What the exercise asks — Reproduce, without any change, the span of lines from the opening of the records below to the line containing "boot with a dot.", inclusive.

Provided entries —
========
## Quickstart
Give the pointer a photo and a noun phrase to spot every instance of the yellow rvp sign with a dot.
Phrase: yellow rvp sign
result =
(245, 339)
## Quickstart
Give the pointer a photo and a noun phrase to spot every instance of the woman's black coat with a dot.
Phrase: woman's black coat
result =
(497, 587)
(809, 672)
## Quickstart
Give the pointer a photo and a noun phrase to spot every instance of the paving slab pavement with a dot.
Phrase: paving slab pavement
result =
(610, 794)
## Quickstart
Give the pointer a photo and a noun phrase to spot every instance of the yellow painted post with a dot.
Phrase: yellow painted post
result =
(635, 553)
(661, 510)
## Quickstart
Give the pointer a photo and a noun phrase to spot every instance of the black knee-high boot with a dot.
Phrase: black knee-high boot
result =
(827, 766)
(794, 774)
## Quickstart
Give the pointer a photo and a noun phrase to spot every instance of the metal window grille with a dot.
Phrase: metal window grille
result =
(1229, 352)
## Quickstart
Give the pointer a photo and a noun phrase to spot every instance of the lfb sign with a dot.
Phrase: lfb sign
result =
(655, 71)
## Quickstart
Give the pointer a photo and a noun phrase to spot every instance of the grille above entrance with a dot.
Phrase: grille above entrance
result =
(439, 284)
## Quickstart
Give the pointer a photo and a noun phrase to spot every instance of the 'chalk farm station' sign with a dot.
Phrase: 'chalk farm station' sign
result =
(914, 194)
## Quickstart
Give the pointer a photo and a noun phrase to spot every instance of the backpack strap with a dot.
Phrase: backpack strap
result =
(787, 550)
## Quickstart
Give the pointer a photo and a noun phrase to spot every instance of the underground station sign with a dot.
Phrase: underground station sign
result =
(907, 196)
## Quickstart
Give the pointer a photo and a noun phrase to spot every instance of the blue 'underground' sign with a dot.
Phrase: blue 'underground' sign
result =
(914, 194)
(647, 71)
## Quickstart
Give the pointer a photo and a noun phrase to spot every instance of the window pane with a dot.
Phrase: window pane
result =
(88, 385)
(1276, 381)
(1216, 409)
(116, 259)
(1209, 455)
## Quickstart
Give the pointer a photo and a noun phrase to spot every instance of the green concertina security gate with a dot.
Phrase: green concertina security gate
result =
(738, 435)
========
Result —
## Quickstart
Give the pointer a photo and a noun phrase to spot every instance of the yellow rvp sign with a dot.
Phrase: yellow rvp sign
result =
(245, 339)
## Quickstart
Give the pointer a photo and a noun phrase to spot every instance of the woman's black coat with a dot.
Phrase: woman's black coat
result =
(497, 587)
(809, 672)
## Quickstart
Give the pointer a photo and a noun phrase to spot every instance of the paving slab pavement with a dot.
Phrase: paving slab pavement
result =
(610, 794)
## Quickstart
Give the pointer a photo and a noun phrase to spot every instance of the yellow painted post with a dot.
Phrase: yellow painted post
result =
(635, 553)
(661, 510)
## Quickstart
Give the pointer a photo and a noun phrase to spot every instance of the black knee-high boot with a dot.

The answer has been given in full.